- **SELECTION**:
"""

In this text, I will ask these questions in connection with three of the aforementioned adaptations: Magdalena (1920), Romance for the Bugle (1966), and Wild Flowers (2000). Each of them was made by a different team and each comes from a different period. As a result, we will learn not only about specific films, but also about the filmmakers’ individual creative approaches at different times (and, in the end, also a little bit about Czech adaptations of verses in general).

Magdalena as a symbol of both art and statehood

The very first documented Czech film adaptation of poetry was made in 1920 by the Lloydfilm company led by Maxim Stránský. It was also the first self-produced film for the company which had focused only on distribution until then. The director was the theatre actor Vladimír Majer, but from the very beginning, the leading figure in the adaptation process was Stránský who wrote the script for the film and who was also mentioned in the contemporary press as a key figure of the adaptation.

The poem by Machar on which the film is based on, dated in various sources either 1893 or 1894,[4]is nearly 7,000 verses long and is often referred to as a verse novel because it is mostly epic, although it contains short lyrical passages. The poet presents the story of Lucy, a girl who, due to adverse life circumstances, has fallen to the bottom of society and ended up in a brothel. A young man Jiří tries to rescue her from there and, with the help of his aunt, secures her a new, honourable life. However, society does not accept the girl – after the citizens of the small town, where Jiří, his aunt and Lucy move from Prague, learn about her past, they start avoiding her. Jiří eventually begins to build a career in local politics and Lucy becomes an obstacle for him. The poor girl goes back to Prague and ends up in a brothel again.

"""

- **RECORDS SHOWN**:
"""

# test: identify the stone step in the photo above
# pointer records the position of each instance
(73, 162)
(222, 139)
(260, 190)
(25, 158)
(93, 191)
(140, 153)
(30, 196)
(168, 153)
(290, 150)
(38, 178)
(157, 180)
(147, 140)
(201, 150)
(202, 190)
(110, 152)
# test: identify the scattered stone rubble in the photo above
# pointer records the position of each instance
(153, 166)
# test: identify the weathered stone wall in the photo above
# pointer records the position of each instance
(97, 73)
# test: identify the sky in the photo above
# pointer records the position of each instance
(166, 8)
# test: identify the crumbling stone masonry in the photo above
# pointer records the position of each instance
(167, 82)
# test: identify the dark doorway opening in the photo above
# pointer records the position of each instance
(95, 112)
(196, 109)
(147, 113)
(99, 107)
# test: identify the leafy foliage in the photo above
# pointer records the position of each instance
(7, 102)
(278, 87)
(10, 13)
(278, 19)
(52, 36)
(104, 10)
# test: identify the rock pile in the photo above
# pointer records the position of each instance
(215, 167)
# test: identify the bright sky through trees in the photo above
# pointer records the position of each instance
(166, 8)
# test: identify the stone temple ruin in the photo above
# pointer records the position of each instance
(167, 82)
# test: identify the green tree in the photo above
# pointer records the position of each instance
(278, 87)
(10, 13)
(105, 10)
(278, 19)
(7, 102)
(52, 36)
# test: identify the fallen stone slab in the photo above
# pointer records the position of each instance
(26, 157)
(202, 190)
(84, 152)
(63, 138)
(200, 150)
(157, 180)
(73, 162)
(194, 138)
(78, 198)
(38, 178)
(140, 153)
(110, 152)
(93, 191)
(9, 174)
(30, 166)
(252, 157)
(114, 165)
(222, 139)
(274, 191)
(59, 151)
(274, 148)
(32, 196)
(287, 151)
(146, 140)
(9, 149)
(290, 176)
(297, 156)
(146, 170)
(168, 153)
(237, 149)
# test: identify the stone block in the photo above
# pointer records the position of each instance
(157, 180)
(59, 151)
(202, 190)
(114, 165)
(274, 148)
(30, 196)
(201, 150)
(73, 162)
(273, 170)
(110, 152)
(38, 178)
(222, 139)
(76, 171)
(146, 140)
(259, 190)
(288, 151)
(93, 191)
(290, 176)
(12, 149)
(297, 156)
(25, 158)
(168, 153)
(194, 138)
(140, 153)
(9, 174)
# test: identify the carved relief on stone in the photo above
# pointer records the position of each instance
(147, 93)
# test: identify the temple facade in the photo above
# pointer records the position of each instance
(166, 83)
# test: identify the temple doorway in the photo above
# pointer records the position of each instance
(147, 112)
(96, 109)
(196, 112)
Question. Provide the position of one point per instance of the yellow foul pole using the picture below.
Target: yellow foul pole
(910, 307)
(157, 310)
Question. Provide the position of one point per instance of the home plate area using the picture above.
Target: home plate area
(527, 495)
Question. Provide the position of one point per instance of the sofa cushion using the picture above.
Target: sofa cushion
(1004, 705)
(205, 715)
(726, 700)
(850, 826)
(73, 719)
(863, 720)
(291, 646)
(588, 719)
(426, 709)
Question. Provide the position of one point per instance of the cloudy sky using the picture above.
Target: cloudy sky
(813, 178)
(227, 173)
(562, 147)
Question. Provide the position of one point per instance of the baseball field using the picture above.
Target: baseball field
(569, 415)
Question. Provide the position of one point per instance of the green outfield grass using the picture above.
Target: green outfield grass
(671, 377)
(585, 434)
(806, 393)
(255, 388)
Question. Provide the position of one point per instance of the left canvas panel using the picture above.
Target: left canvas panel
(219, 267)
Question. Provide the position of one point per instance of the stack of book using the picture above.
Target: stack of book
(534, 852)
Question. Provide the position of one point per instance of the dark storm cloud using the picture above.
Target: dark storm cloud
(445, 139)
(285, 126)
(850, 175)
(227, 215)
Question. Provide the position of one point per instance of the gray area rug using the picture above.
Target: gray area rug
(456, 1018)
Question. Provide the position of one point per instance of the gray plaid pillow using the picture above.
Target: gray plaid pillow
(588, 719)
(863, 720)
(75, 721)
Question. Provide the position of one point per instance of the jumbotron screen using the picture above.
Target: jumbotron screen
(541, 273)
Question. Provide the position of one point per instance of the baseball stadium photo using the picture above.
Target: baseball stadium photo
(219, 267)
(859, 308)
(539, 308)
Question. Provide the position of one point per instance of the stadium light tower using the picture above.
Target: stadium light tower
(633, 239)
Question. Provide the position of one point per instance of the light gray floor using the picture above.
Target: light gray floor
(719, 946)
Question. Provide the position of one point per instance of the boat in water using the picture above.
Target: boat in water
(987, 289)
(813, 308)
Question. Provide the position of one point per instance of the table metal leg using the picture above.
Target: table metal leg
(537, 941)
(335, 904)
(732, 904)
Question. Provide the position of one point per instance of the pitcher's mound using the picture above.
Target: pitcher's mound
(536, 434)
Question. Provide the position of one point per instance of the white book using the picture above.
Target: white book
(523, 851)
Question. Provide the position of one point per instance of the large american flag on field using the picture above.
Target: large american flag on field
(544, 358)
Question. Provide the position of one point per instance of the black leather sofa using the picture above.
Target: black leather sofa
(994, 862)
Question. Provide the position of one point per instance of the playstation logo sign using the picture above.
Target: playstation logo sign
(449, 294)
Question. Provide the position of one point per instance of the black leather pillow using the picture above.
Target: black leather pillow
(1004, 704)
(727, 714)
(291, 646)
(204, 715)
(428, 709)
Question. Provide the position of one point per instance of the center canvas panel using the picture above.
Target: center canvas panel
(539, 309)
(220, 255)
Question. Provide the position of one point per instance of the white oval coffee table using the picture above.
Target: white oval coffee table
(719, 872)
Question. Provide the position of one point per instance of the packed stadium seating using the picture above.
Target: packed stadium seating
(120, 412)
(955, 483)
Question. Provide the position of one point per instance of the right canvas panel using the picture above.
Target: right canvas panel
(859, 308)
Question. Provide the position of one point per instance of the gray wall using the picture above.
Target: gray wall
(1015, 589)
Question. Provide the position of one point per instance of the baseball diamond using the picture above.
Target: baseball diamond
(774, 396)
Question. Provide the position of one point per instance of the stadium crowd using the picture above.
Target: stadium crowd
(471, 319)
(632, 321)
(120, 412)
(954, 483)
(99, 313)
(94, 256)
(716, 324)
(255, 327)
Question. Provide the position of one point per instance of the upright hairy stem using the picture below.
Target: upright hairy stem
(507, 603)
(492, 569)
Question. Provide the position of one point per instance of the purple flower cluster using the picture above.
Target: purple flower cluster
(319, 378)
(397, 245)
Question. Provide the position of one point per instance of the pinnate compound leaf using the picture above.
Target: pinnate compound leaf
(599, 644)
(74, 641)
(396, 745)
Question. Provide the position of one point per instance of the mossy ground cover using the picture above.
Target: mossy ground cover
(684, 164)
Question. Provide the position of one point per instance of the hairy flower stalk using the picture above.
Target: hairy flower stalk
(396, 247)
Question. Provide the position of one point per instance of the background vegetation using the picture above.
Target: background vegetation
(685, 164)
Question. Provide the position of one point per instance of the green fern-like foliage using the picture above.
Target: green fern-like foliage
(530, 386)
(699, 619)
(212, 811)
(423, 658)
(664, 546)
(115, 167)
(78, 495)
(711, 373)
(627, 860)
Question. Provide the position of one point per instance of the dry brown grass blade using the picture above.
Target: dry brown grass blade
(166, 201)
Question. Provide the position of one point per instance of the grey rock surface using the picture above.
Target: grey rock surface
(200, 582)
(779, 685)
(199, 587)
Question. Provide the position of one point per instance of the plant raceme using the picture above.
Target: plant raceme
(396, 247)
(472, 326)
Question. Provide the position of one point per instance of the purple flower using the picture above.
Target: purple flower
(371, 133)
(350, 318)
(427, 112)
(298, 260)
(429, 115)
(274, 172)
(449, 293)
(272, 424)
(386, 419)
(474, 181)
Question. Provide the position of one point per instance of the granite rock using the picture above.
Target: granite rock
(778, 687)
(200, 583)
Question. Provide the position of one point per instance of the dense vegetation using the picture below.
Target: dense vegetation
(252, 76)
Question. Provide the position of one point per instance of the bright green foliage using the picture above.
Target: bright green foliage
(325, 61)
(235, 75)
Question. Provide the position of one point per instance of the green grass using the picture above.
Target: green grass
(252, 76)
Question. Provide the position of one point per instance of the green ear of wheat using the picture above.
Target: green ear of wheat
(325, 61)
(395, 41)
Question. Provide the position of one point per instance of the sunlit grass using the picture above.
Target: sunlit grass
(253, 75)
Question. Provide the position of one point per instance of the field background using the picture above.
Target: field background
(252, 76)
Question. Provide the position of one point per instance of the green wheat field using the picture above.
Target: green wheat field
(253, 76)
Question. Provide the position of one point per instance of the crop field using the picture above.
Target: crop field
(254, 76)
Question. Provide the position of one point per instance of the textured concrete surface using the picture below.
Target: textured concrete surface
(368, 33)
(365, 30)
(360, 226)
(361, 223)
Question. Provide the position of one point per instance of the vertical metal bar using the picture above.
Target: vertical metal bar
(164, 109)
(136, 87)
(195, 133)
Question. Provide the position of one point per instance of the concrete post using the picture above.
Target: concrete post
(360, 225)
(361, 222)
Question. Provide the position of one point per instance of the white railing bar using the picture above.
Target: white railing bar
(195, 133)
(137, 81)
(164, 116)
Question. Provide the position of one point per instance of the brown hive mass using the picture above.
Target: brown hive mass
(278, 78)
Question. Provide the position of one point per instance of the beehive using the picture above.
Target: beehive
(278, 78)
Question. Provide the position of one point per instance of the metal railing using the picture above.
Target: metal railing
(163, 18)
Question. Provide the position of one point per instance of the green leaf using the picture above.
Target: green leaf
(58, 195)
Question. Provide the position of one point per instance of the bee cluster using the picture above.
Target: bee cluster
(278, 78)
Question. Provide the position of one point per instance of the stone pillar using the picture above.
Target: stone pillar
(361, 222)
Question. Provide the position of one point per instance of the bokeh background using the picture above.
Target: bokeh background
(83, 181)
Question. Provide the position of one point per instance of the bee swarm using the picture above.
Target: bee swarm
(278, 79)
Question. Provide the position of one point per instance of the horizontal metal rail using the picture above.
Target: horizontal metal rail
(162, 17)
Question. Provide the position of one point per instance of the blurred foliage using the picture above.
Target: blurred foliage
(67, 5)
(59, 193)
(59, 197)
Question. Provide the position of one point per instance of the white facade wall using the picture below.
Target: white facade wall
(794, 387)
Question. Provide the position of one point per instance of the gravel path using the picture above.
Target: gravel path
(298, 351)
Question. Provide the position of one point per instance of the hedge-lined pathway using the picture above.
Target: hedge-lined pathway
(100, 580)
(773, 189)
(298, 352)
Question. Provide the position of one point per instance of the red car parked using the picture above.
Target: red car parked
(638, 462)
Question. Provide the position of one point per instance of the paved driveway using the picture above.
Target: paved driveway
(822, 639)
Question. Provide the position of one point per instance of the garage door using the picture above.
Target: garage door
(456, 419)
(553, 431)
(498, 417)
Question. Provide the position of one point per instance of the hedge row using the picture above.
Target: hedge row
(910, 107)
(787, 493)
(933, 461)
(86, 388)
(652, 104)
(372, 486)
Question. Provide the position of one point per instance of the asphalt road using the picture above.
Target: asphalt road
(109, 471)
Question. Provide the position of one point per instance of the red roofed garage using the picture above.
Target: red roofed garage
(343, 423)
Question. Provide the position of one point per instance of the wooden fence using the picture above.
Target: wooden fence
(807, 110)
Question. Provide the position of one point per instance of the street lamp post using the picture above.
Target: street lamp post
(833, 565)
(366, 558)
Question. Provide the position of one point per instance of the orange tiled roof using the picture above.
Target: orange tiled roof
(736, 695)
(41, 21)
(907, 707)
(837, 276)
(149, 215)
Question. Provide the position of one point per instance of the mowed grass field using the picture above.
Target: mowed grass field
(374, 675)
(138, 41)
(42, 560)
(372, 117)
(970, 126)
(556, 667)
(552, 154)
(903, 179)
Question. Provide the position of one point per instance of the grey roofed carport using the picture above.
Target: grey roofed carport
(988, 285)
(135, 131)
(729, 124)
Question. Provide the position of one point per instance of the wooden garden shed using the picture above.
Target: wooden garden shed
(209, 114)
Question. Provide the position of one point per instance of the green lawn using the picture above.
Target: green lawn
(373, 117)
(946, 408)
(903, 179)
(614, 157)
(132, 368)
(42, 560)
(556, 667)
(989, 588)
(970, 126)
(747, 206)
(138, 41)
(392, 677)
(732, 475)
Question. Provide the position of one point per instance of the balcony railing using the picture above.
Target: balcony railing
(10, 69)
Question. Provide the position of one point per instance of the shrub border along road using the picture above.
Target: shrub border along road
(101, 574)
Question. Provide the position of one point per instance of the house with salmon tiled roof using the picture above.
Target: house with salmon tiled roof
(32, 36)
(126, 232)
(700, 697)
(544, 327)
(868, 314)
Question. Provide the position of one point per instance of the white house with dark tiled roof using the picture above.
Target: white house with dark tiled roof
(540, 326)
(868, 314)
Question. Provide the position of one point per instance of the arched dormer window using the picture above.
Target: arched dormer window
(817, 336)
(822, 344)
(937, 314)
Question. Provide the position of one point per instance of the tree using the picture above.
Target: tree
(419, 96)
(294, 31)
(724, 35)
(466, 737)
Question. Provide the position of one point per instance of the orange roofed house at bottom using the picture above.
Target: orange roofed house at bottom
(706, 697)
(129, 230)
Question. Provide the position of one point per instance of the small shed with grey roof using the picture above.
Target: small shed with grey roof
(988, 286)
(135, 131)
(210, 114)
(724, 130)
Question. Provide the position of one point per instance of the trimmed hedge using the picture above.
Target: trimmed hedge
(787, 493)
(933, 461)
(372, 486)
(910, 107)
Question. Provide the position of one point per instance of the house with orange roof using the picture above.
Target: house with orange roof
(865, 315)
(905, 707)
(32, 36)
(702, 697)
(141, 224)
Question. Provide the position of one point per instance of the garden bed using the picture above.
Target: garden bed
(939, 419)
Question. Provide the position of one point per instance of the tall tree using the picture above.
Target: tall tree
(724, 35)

"""

- **JOBS**:
**A)** Why, according to the passage on Czech film adaptations of poetry, is Machar's poem often called a verse novel?
**B)** Please list every film adaptation that the passage on Czech film adaptations of poetry names, each with its year.
**C)** Carry on the passage on Czech film adaptations of poetry from its last sentence.

- **IN RESPONSE**:
**A)** It is often called a verse novel because it is mostly epic, though it contains short lyrical passages.

**B)**
Magdalena (1920)
Romance for the Bugle (1966)
Wild Flowers (2000)

**C)**
The rhythm of the poem remains the same throughout the whole piece – it is written in regular trochaic octameter. By using unrhymed trochaic verse, Machar imitates spoken language. The poet often interrupts the narrative with comments, addressing the readers, inviting them to form opinions, and offering opinions of his own. What could have prompted Maxim Stránský to adapt such a poem? How big a role could the form of the poem have played in his decision? How did he and Vladimír Majer approach it?

Since there are no contemporary interviews with the adapters, contextual reflection is necessary. What could the literary form, unusual at the time, even mean to the adapters? When one reads contemporary accounts of the adaptation, it may seem strange to them that contemporary journalists gave little or no thought to the form of the story on which the film was based on. It was undoubtedly an unconventional step to adapt a poem in 1920, but on the other hand there was basically nothing that one could call “traditional” in Czech cinema – and especially in adaptations – at that time. In the first decades of Czech cinema, there were many adaptations that can be perceived as unusual from today’s point of view – for example, in 1913 there were two recordings of operas (Faust [Faust], The Bartered Bride [Prodaná nevěsta]), an adaptation of the prologue to Shakespeare’s play Much Ado About Nothing called Manners Maketh Man (Šaty dělají člověka), and even a film adaptation of an unspecified cartoon series published in Fliegende Blätter – a farce called A Tooth for a Tooth (Zub za zub).[5] In 1922, the film What To Do With It? (Kam s ním?) based on a fable by Jan Neruda was released. It is possible, therefore, that neither Stránský nor Majer thought that adapting a poem could be unusual in any way.

In the early 1920s, many Czech film companies were ephemeral, and their intentions were usually commercial; film had not yet been clearly established as an art form in any part of the world. However, it can be assumed that Stránský and Majer’s intention was largely artistic. This can be inferred both on the basis of what content elements of the text were emphasised in their adaptation of Magdalena, and on the basis of the circumstances surrounding the making of the film and its release.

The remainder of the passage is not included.